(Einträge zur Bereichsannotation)

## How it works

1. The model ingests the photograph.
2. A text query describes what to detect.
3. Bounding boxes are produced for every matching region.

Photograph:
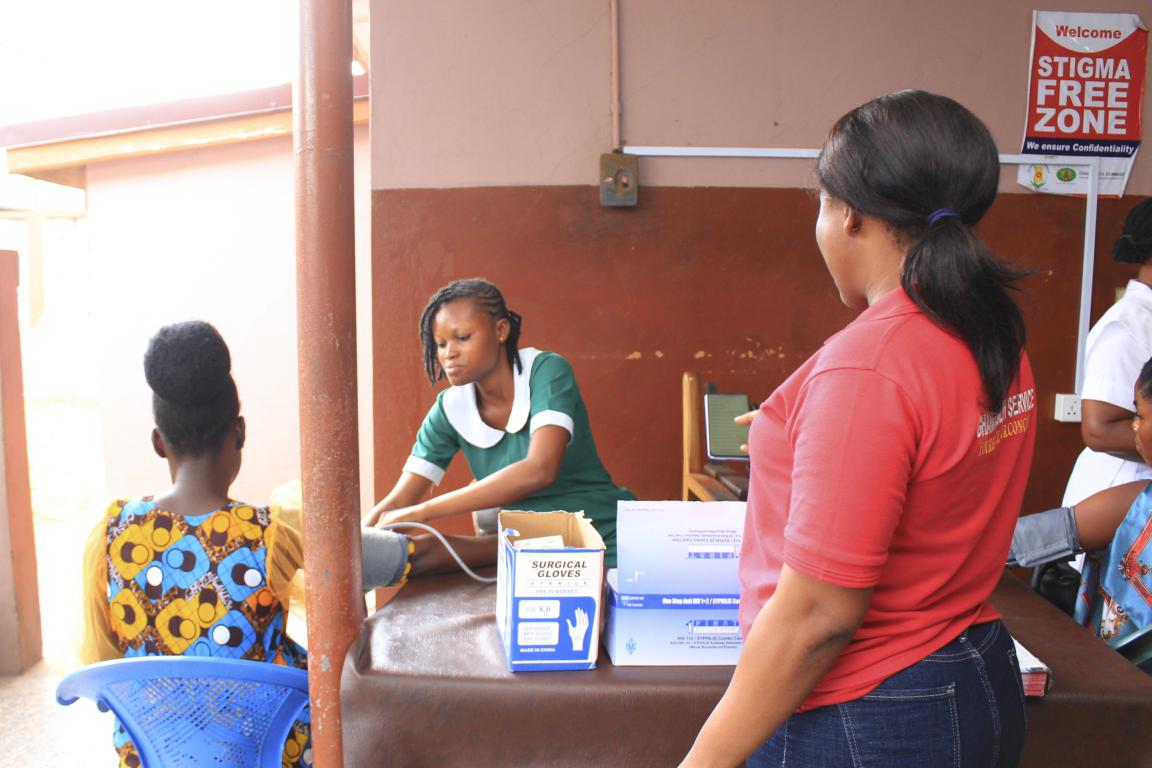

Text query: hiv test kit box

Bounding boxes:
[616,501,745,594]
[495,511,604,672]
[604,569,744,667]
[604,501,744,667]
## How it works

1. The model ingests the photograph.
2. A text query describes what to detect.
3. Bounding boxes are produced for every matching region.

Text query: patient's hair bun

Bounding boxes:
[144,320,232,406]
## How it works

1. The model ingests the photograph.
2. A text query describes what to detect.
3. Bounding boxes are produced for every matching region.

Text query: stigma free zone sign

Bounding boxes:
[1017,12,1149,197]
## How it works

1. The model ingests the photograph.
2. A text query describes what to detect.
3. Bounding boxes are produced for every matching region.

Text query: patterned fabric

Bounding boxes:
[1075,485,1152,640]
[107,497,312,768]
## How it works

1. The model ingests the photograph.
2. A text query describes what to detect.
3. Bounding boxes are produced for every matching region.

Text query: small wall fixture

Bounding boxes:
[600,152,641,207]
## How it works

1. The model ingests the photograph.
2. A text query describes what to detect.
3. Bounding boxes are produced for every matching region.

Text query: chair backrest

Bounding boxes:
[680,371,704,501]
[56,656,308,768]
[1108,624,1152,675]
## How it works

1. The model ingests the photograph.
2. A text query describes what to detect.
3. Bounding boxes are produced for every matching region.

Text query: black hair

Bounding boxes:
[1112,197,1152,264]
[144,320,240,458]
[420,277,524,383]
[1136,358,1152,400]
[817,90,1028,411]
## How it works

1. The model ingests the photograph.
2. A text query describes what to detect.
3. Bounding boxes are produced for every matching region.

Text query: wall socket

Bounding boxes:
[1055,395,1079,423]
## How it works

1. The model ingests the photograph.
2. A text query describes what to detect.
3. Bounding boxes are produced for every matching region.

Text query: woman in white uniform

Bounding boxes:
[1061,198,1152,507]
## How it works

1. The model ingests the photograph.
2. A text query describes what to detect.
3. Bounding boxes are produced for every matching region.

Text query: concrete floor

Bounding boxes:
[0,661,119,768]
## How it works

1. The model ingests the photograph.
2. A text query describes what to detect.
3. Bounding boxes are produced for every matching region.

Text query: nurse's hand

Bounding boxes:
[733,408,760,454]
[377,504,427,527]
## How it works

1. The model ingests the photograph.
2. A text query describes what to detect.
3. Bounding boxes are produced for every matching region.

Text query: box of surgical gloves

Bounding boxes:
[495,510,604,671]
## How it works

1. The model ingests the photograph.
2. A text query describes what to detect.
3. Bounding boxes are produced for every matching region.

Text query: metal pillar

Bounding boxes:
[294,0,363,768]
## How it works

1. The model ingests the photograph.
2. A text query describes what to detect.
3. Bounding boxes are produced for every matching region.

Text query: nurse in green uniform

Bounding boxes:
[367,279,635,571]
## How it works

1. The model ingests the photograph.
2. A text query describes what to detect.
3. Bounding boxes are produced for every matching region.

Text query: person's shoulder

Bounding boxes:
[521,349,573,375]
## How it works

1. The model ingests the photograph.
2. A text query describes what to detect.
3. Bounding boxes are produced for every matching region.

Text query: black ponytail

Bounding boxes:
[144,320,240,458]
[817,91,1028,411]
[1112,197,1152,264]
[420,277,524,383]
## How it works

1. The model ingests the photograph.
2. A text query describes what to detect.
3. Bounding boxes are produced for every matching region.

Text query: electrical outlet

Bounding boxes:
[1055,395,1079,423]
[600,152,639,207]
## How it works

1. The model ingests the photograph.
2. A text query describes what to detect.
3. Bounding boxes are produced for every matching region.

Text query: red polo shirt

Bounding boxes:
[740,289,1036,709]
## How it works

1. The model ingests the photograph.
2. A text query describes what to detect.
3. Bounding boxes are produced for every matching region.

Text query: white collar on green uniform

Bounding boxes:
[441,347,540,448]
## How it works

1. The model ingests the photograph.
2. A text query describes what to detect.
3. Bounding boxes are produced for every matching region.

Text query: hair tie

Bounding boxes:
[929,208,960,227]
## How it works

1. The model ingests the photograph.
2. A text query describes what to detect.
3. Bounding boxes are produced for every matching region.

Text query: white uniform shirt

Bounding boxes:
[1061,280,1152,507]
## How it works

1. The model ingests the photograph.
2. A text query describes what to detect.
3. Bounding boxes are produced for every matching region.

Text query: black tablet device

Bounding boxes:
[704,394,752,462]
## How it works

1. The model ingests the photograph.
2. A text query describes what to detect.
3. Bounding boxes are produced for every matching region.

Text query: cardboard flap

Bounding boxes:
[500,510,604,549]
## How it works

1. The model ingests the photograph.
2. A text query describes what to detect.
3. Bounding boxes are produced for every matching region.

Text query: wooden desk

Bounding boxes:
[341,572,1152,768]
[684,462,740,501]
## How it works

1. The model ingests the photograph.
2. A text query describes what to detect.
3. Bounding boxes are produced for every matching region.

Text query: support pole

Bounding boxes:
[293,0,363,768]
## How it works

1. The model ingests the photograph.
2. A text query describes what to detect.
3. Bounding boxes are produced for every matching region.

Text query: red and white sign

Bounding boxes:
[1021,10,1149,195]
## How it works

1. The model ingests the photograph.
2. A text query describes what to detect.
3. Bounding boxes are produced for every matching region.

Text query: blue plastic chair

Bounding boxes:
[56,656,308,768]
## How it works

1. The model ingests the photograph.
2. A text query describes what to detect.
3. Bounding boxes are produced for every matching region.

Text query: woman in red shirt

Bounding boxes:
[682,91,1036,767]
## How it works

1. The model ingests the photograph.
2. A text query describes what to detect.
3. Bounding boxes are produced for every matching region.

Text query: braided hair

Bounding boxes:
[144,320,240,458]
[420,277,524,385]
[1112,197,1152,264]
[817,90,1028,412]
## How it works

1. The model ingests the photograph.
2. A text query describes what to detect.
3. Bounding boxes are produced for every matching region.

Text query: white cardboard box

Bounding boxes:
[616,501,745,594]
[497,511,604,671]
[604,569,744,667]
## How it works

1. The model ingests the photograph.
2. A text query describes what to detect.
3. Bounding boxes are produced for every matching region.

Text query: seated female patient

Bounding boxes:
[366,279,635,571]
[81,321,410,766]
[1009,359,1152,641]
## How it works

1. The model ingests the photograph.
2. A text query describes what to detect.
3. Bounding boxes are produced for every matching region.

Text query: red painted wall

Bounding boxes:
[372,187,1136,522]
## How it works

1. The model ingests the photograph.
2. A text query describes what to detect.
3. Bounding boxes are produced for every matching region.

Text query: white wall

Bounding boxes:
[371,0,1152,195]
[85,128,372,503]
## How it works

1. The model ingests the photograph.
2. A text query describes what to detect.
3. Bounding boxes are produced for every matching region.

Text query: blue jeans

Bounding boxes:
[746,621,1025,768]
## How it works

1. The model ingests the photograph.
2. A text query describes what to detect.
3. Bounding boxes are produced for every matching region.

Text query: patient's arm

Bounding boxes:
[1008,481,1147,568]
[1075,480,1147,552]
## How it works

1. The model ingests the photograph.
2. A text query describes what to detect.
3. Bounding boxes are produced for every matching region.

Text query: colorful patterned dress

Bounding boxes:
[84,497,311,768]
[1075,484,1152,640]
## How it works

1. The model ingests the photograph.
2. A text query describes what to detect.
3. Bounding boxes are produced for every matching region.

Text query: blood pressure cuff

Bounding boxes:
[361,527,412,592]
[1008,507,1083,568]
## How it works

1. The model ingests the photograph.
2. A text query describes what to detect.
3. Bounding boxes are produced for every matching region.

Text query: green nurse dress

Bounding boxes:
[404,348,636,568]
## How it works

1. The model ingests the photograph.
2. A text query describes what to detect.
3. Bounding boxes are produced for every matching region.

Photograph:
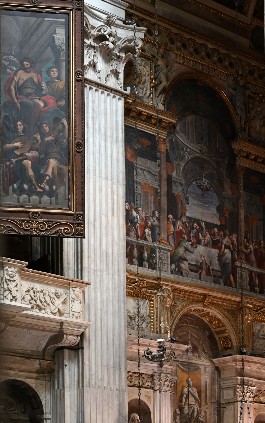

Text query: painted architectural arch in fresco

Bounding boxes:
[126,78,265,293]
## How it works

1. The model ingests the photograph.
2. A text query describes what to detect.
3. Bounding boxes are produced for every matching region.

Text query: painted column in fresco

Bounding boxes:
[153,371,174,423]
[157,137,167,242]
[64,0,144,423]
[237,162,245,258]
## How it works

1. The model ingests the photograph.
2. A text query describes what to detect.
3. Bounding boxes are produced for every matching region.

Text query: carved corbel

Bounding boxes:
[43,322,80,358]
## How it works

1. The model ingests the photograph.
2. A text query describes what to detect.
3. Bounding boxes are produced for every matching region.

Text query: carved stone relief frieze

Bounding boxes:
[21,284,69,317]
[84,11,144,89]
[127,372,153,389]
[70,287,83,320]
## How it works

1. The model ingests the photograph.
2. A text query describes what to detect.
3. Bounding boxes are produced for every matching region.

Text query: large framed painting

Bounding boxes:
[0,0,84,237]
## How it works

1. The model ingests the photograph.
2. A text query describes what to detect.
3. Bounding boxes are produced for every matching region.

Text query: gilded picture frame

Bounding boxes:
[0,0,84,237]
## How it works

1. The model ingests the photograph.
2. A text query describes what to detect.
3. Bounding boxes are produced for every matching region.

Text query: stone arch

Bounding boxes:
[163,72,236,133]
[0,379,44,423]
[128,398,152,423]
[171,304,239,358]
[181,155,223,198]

▸ ZIEL DER ÜBUNG
Gib den Abschnitt vom Anfang der Zeilen bis einschließlich der Zeile mit „[604,501,744,667]“ neu aus und tausche dabei „Bounding boxes“ gegen „Detection boxes“. Lass die Bilder in deiner Antwort weg.

▸ LÖSUNG
## How it works

1. The model ingests the photograph.
2. A text query describes what to detect.
3. Detection boxes are produced for every matching region.

Photograph:

Text query: hiv test kit box

Detection boxes:
[616,501,745,594]
[495,511,604,672]
[604,569,744,667]
[604,501,744,667]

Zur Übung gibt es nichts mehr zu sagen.